「ラジエーションハウス」初回のつまずきを検証「平成最後の月9」よ、演出もテンポも古くないか? そして本田翼! ファンでもつらいぞ
本田翼と医師の掛け合わせが微妙……2話に期待している!
「ラジエーションハウス〜放射線科の診断レポート〜」に対する期待値は、それはもう高かった。“平成最後の月9”にフジテレビが特段の力を入れているとうかがえたからだ。特に注目は「HERO」シリーズを手掛け、「王様のレストラン」では演出を務めた鈴木雅之が監督を務める陣容にあった。
意図的に踏襲した「HERO」の演出手法
4月8日放送の初回を見たかぎり、「ラジエーションハウス」は明らかに「HERO」の手法を踏襲している。オープニングでキャストが横一列に並ぶシーン。エレベーターで同僚たちが新人について会話している場面。PCを見ているテイで全員が1つのカメラをのぞき込むショット、などなど。

課題
A - 次の(i)〜(iii)が本文の内容と合っているかを答え、それぞれ「はい」か「いいえ」と、判断の根拠となる本文の語句をそのまま引用してください。(i) このドラマの監督は鈴木雅之である。(ii) 初回は4月1日に放送された。(iii) 「ラジエーションハウス」は「HERO」の手法を避けている。
B - 本文のうち、「意図的に踏襲した「HERO」の演出手法」という語句を含むところから書き始め、「ぞき込むショット、などなど。」の後で止めて、その部分を一字一句変えずに書き写してください。

データセット

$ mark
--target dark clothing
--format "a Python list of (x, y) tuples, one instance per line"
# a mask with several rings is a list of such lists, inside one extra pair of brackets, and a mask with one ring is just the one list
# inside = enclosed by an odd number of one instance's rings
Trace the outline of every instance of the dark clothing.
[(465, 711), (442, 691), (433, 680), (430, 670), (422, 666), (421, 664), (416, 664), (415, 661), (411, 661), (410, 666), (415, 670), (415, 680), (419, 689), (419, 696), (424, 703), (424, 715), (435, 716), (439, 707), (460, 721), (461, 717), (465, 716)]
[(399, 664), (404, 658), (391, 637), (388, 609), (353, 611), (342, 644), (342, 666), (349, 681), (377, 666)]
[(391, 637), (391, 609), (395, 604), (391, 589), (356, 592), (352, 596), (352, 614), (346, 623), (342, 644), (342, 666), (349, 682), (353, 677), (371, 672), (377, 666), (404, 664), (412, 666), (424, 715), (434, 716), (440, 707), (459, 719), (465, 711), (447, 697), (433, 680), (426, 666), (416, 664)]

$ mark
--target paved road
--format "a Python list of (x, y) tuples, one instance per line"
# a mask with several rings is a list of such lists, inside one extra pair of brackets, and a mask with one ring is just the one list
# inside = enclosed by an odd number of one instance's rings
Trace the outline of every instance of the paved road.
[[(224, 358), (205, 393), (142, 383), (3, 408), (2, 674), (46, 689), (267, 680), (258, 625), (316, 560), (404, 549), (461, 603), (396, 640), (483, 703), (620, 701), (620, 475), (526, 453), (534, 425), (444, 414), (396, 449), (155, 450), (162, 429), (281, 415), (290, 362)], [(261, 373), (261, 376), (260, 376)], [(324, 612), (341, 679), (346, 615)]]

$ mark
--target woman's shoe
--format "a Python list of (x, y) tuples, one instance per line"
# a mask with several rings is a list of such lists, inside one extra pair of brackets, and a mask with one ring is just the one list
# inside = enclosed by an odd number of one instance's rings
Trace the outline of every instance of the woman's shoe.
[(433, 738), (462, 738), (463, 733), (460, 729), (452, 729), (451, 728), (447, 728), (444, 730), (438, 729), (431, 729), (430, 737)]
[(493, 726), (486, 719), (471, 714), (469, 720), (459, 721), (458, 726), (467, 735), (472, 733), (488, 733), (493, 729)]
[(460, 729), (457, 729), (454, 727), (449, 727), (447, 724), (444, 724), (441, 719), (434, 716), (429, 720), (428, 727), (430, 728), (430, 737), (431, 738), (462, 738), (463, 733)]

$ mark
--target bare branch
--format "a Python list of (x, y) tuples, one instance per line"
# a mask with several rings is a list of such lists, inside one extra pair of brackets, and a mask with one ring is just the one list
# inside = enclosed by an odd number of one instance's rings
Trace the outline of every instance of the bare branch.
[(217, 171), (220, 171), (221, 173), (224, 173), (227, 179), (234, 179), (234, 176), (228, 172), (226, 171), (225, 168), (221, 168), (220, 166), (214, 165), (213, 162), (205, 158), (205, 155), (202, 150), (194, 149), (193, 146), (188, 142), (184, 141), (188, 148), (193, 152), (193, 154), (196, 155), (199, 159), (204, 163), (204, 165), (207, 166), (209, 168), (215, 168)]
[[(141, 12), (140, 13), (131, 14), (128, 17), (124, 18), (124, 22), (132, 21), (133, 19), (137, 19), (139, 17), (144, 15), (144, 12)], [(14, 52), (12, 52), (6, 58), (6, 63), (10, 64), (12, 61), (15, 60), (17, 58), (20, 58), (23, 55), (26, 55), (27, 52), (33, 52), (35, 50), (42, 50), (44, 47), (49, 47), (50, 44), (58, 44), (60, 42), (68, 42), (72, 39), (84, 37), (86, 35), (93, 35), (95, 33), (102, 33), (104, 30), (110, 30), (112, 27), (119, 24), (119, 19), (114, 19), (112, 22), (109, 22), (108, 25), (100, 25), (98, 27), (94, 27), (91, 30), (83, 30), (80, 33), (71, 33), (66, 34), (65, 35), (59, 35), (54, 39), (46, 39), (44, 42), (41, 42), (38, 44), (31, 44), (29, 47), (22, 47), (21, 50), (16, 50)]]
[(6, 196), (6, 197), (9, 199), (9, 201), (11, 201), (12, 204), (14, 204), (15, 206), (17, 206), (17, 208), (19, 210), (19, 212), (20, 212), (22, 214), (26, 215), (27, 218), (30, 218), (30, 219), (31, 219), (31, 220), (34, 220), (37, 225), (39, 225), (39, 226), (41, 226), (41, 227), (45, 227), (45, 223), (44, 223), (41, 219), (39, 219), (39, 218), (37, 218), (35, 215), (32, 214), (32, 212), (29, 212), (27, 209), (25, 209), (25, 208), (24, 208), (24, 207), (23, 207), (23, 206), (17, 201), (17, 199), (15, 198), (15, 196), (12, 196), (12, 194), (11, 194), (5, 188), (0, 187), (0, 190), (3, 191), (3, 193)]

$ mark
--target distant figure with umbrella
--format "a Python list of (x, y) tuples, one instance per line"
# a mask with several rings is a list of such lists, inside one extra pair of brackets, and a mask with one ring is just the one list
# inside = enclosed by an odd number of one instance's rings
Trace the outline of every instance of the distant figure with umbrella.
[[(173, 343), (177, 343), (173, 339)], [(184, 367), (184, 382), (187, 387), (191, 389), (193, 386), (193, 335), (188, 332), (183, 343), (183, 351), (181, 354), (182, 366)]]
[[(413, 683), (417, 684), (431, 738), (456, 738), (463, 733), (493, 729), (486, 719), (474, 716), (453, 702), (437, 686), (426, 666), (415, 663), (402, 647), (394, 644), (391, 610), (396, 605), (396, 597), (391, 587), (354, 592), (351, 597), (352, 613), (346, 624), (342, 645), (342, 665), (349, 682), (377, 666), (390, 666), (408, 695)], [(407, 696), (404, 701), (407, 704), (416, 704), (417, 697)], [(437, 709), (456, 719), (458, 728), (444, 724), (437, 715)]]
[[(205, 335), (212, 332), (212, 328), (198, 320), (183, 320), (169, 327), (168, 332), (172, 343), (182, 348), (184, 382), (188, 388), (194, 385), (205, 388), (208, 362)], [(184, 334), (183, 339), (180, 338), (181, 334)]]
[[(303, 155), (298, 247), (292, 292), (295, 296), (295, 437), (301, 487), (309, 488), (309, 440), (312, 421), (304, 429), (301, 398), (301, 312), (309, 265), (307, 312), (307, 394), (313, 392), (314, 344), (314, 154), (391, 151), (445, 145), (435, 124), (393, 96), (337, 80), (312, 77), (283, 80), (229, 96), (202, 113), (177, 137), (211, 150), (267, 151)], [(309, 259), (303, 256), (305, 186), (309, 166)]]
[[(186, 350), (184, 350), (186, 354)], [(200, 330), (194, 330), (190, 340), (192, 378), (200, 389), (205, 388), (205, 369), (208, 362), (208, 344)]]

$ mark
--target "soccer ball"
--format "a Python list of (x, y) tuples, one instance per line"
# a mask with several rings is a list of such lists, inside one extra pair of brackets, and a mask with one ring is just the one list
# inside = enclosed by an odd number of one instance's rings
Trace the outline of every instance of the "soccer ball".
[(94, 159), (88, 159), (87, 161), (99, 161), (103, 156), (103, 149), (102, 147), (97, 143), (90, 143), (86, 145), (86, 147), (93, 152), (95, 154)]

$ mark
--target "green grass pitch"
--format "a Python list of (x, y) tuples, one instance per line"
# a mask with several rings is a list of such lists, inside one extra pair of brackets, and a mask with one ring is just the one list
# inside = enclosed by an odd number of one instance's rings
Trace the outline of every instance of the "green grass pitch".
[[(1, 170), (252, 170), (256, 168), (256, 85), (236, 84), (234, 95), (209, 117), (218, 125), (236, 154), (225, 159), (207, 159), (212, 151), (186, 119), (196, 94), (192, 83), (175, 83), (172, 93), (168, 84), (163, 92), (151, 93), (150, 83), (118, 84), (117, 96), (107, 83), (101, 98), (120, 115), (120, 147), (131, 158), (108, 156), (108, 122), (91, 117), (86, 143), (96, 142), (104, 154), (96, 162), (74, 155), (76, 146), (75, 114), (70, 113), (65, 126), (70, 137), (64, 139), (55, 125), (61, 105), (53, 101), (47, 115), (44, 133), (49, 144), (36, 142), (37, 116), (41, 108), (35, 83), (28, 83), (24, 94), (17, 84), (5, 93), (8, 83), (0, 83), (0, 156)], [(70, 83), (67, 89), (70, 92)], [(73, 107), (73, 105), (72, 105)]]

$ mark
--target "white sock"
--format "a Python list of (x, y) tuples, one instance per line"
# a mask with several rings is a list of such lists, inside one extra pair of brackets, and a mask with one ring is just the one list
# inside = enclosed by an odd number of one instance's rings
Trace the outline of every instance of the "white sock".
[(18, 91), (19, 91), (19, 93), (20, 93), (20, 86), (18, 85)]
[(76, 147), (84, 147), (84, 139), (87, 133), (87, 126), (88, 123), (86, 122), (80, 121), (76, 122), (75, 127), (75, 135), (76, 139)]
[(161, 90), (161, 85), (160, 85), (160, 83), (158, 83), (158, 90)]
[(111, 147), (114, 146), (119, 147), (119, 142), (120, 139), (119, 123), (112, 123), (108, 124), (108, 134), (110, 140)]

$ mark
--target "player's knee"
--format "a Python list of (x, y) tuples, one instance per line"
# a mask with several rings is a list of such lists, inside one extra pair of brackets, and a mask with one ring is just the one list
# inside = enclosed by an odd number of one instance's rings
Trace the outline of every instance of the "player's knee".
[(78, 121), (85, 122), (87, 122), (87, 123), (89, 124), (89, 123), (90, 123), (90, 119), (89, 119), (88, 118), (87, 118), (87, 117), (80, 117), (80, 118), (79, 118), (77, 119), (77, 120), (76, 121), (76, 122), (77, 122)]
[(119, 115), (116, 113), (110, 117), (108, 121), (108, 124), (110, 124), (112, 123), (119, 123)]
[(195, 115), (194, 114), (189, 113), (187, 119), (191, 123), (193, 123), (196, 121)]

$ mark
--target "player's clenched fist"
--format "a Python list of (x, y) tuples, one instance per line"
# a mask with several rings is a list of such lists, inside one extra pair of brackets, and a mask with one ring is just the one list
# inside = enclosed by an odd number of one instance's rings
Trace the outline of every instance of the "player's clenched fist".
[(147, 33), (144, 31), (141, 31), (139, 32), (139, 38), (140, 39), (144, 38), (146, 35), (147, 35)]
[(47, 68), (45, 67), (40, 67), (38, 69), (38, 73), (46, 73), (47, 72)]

解答例
A -
(i) はい。「鈴木雅之が監督を務める陣容にあった」
(ii) いいえ。「4月8日放送の初回を見たかぎり」
(iii) いいえ。「明らかに「HERO」の手法を踏襲している」

B -
意図的に踏襲した「HERO」の演出手法
4月8日放送の初回を見たかぎり、「ラジエーションハウス」は明らかに「HERO」の手法を踏襲している。オープニングでキャストが横一列に並ぶシーン。エレベーターで同僚たちが新人について会話している場面。PCを見ているテイで全員が1つのカメラをのぞき込むショット、などなど。